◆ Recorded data
——

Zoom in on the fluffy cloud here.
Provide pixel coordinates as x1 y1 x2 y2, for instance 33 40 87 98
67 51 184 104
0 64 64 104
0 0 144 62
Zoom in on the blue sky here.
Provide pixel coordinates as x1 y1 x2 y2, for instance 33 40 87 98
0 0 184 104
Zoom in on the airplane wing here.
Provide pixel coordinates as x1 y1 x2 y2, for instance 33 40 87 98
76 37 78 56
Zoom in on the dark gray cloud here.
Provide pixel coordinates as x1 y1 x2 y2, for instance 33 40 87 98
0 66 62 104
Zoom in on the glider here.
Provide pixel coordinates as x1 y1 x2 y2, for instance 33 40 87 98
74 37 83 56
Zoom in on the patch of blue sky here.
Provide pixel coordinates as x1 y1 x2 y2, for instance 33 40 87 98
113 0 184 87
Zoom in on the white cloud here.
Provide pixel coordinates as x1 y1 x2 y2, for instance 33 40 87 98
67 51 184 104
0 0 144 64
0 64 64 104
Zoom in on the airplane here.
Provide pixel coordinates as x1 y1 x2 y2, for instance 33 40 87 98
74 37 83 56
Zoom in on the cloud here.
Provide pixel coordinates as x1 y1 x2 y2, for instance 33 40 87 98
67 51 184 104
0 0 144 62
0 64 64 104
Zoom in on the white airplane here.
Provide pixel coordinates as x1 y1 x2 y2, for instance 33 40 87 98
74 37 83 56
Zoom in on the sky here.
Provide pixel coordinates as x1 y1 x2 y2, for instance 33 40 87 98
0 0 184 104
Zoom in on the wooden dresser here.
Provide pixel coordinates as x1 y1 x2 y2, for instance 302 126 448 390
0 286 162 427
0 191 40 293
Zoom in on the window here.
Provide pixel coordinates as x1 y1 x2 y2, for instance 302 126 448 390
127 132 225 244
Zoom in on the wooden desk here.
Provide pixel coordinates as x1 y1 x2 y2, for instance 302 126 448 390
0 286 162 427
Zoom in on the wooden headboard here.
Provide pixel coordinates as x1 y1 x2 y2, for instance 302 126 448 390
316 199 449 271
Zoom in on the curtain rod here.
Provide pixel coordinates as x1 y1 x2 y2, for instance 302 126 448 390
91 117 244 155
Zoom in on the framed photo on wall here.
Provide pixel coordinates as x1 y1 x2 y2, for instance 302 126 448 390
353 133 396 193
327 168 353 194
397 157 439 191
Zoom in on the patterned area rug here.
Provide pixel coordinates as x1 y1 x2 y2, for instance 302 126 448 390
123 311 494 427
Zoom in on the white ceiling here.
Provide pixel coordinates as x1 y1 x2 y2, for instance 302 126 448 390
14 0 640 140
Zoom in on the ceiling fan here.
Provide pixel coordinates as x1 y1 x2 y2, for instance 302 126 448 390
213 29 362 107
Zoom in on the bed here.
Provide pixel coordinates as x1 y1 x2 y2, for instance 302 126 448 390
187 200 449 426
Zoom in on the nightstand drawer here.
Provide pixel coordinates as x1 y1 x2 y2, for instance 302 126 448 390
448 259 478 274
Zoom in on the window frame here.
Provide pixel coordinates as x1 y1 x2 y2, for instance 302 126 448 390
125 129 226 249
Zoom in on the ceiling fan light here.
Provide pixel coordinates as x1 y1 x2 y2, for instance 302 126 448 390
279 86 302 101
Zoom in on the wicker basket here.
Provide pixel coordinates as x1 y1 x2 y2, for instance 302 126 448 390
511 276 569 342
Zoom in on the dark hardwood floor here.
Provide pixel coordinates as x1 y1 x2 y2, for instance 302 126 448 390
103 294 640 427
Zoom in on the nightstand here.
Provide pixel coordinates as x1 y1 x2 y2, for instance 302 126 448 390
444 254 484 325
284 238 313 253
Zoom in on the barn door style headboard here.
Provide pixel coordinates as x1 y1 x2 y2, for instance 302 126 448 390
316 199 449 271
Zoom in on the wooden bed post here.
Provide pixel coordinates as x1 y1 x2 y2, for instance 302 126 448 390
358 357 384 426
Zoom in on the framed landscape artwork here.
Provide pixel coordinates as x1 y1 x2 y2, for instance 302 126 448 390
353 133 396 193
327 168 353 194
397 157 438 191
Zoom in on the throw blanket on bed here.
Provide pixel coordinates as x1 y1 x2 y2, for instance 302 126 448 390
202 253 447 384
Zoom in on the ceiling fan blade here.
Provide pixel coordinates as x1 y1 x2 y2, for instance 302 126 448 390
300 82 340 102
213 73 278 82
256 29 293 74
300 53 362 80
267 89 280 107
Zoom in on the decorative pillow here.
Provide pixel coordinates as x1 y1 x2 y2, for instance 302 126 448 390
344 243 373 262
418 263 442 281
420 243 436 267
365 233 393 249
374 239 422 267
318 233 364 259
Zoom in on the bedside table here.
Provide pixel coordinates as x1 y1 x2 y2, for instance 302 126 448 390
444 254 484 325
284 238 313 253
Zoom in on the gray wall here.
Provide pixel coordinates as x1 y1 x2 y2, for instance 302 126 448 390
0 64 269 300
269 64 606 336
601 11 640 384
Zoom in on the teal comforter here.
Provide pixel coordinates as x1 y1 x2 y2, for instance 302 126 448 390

——

Copy the entries word for word, beginning with the very first line and ending with the line that contains "113 0 184 87".

◆ Exercise result
Zoom in on the fluffy cloud here.
Provide pixel coordinates as x1 y1 x2 y2, for instance 33 40 87 98
67 51 184 104
0 64 64 104
0 0 144 62
Zoom in on the blue sky here.
Provide pixel coordinates as x1 y1 x2 y2, for instance 33 40 87 98
0 0 184 104
Zoom in on the airplane wing here.
Provide pixel coordinates as x1 y1 x2 y2, for instance 33 40 87 98
76 37 78 56
Zoom in on the dark gray cloud here.
Provide pixel coordinates as x1 y1 x2 y2, for instance 33 40 87 98
0 66 62 104
Zoom in on the glider here.
Provide pixel coordinates as x1 y1 x2 y2, for instance 33 40 87 98
74 37 83 56
Zoom in on the patch of blue sky here.
Provide pixel coordinates as x1 y1 x2 y2, for instance 33 40 87 98
113 0 184 87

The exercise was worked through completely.